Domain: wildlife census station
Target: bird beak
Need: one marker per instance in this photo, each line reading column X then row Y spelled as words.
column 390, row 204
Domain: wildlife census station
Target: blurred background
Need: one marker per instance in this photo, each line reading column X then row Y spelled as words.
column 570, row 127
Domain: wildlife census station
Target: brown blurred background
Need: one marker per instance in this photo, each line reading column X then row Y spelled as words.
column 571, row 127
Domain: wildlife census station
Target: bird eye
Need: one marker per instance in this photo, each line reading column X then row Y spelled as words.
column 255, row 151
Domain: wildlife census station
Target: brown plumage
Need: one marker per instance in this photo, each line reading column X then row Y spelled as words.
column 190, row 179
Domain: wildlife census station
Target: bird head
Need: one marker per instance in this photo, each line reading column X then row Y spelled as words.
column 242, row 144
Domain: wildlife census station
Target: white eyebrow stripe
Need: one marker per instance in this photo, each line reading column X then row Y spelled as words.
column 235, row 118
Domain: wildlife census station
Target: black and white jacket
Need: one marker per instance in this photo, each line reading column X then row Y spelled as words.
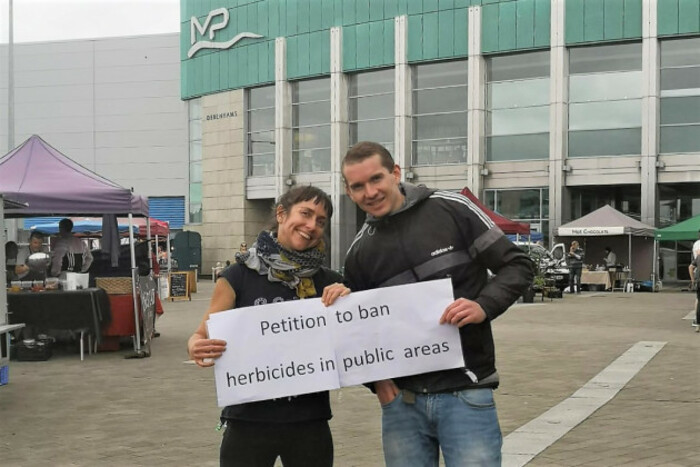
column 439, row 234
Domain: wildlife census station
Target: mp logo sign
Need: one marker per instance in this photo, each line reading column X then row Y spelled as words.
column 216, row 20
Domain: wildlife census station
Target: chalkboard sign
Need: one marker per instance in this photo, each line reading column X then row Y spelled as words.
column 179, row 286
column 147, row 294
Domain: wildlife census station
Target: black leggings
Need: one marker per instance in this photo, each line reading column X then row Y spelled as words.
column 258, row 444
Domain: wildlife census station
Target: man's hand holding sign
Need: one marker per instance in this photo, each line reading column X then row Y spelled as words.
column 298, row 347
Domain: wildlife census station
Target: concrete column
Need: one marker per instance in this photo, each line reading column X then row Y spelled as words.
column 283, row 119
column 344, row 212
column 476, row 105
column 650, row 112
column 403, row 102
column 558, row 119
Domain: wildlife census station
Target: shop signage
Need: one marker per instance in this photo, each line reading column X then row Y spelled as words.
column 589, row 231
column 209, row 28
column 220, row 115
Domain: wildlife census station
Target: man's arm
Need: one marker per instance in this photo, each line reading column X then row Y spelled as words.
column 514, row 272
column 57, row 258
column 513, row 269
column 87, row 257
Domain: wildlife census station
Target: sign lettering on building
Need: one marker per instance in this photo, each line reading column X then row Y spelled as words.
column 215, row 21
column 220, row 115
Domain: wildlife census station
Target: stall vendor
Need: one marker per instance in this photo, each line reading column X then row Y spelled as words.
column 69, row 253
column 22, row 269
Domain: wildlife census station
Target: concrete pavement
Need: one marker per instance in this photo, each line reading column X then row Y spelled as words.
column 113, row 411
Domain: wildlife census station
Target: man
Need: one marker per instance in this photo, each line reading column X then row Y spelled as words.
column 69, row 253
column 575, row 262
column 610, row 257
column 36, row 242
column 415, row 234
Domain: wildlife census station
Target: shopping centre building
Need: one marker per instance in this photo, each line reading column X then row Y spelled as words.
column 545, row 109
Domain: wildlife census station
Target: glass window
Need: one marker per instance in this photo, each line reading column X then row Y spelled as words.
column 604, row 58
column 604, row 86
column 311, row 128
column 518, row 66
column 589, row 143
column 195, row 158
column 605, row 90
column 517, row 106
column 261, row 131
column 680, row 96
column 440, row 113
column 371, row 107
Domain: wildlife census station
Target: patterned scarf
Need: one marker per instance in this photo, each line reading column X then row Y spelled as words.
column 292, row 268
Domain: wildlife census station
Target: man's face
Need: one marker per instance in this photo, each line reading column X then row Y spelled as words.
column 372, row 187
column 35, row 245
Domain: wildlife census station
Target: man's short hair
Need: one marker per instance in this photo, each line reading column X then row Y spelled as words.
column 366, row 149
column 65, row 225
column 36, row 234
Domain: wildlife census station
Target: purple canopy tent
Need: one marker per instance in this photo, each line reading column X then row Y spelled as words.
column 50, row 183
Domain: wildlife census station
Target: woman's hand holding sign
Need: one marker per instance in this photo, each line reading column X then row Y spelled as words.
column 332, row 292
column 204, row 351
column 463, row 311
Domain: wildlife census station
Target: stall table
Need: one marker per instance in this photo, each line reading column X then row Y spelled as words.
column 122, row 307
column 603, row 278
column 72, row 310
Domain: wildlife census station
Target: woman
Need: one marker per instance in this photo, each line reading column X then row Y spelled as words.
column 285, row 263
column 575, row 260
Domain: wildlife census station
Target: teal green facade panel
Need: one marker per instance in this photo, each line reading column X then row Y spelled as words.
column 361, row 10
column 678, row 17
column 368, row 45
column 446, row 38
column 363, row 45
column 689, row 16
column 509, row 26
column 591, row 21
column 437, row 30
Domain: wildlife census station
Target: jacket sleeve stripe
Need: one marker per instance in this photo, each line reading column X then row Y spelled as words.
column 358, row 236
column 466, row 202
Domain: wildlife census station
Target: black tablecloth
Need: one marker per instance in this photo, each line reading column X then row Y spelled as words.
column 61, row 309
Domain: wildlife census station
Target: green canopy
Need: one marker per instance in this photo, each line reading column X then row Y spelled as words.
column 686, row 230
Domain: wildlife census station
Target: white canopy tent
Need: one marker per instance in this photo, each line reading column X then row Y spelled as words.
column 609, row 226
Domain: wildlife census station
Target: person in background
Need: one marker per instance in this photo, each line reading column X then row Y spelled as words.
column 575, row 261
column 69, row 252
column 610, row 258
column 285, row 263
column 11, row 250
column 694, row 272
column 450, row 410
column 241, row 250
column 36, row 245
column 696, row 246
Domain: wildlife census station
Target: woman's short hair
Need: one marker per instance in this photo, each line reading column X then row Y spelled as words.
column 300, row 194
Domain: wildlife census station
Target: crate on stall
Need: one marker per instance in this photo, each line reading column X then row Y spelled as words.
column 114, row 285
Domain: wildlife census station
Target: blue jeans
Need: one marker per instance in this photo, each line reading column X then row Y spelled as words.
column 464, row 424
------------
The records above are to be restated word for word, with every picture left out.

Domain: wildlife census station
Target: bird beak
Need: one marker per instance in this photo, each line reading column X then row Y spelled as words.
column 390, row 204
Domain: wildlife census station
Target: blurred background
Need: one marker per instance in this photo, each line reading column X then row Y spelled as words.
column 570, row 127
Domain: wildlife census station
Target: brown blurred background
Need: one marker per instance in this photo, each line reading column X then row Y spelled as words.
column 571, row 127
Domain: wildlife census station
Target: bird eye
Need: one marker per instance in this photo, each line reading column X then row Y spelled as words.
column 255, row 151
Domain: wildlife census station
Target: brown plumage
Need: one marker per instance in this photo, each line reading column X then row Y spelled as words.
column 190, row 179
Domain: wildlife census station
Target: bird head
Need: one marker per instance in this photo, each line reading column X then row Y spelled as words.
column 242, row 144
Domain: wildlife census station
Target: white eyebrow stripe
Need: one marker per instance in this photo, each line reading column X then row Y spelled as words.
column 235, row 118
Domain: wildlife census station
Target: black and white jacket
Need: one marker per instance in this photo, each line reading column X then row Y spelled as words.
column 439, row 234
Domain: wildlife census station
Target: mp logo sign
Need: one marker per instance in this photo, each line reading column X then row Y spelled as words.
column 216, row 20
Domain: wildlife census station
Target: chalkboard sign
Need: one marker per instance in this photo, each line reading column X then row Y spelled as words.
column 179, row 286
column 147, row 294
Domain: wildlife census station
Target: black leggings
Need: one marker per instance in this photo, each line reading column X then row Y spelled as words.
column 258, row 444
Domain: wildlife census station
Target: man's hand holding sign
Need: one marker per instance in this photo, each line reading column X then row Y spelled as words.
column 298, row 347
Domain: wildlife census station
Target: concrete column
Need: one marker per instance in this photo, each line reading column X then row Y spelled as words.
column 283, row 119
column 344, row 212
column 476, row 105
column 650, row 112
column 403, row 102
column 558, row 119
Domain: wildlife census station
Target: shop signage
Need: one marker per instance in this photo, each line reading column X then row Y spelled as words.
column 589, row 231
column 209, row 28
column 220, row 115
Domain: wildlife census station
Target: man's arm
Need: one marker per instance in this photo, each line reading column X then row Y spelled as words.
column 514, row 272
column 57, row 258
column 513, row 269
column 87, row 257
Domain: wildlife census station
Target: sign lettering on building
Need: one marker per instance in this photo, each line reading column X then row Y spelled as words.
column 215, row 21
column 220, row 115
Domain: wildlife census station
Target: stall vendor
Need: one marker per instance in this photo, each line reading column X then row Y spelled as words.
column 69, row 253
column 22, row 269
Domain: wildlife census station
Target: concrete pavement
Need: one marker per instance in this photo, each line reading column X then row Y spelled as words.
column 113, row 411
Domain: wildlife census station
Target: man
Need: one marker per instance in this photo, each line reading column X then row Y spelled as words.
column 69, row 253
column 575, row 262
column 610, row 257
column 36, row 242
column 415, row 234
Domain: wildlife census station
Target: shopping centre building
Need: one marker per instance in this photo, each line reading column X then row Y spelled as words.
column 545, row 109
Domain: wildlife census station
Target: glass window
Need: one marker per instance in this photo, each line reading column X then row Y spelled as words.
column 604, row 58
column 604, row 86
column 311, row 128
column 518, row 66
column 589, row 143
column 195, row 158
column 605, row 90
column 517, row 106
column 261, row 131
column 680, row 96
column 440, row 113
column 371, row 107
Domain: wildlife census station
Target: patterned scarf
Need: one marker per instance in this photo, each line reading column X then row Y spelled as words.
column 292, row 268
Domain: wildlife census station
Target: man's face
Need: one marker per instance in this photo, each line reading column X then row Y spelled as words.
column 372, row 187
column 35, row 245
Domain: wildlife census station
Target: man's short hair
Need: one marker per instance in this photo, each line reading column X then row Y spelled as words.
column 366, row 149
column 65, row 225
column 36, row 234
Domain: wildlife census station
Target: purple canopy tent
Need: one marker per instance in this photo, each line reading column X then row Y spelled as words.
column 50, row 183
Domain: wildlife census station
Target: woman's hand holding sign
Need: one marker per instance in this photo, each line reading column X then row Y spelled as words.
column 332, row 292
column 204, row 351
column 463, row 311
Domain: wildlife census station
Target: stall table
Need: one marker per instance in this photo, each line reading column X then row Y spelled as words.
column 122, row 307
column 603, row 278
column 72, row 310
Domain: wildlife census station
Target: woman
Need: one marker per instance in this photo, each line reading column X then row Y spelled as words.
column 285, row 263
column 575, row 260
Domain: wildlife census station
Target: teal green facade panel
Need: one marker per instance in this photo, each line reading column X then row Y spelled as words.
column 361, row 10
column 678, row 17
column 368, row 45
column 446, row 38
column 363, row 45
column 689, row 16
column 509, row 26
column 591, row 21
column 437, row 30
Domain: wildlife census station
Target: jacket sleeve stripe
Need: one marker per instance in this photo, each line reading column X then row Y spelled as words.
column 358, row 236
column 466, row 202
Domain: wildlife census station
Target: black tablecloth
Need: one marker per instance in this photo, each line reading column X then row Y spelled as words.
column 61, row 309
Domain: wildlife census station
Target: green canopy
Need: one marker per instance in this photo, each line reading column X then row Y spelled as words.
column 686, row 230
Domain: wildlife census station
Target: white canopy tent
Need: one marker per instance in this photo, each line reading column X then row Y spelled as words.
column 609, row 226
Domain: wildlife census station
Target: person in background
Need: one marker per instance in this photo, each line reading column X then row Y spelled as words.
column 575, row 261
column 69, row 252
column 610, row 258
column 285, row 263
column 11, row 250
column 694, row 272
column 450, row 410
column 241, row 250
column 36, row 245
column 696, row 246
Domain: wildlife census station
Target: woman's short hair
Need: one marker per instance in this photo, each line reading column X then row Y spelled as words.
column 300, row 194
Domain: wildlife census station
Target: crate on stall
Need: one marker per instance in this photo, each line reading column X then row Y spelled as words.
column 114, row 285
Domain: wildlife census station
Target: blue jeans
Need: one marker per instance in this photo, each line reading column X then row Y spelled as words.
column 464, row 424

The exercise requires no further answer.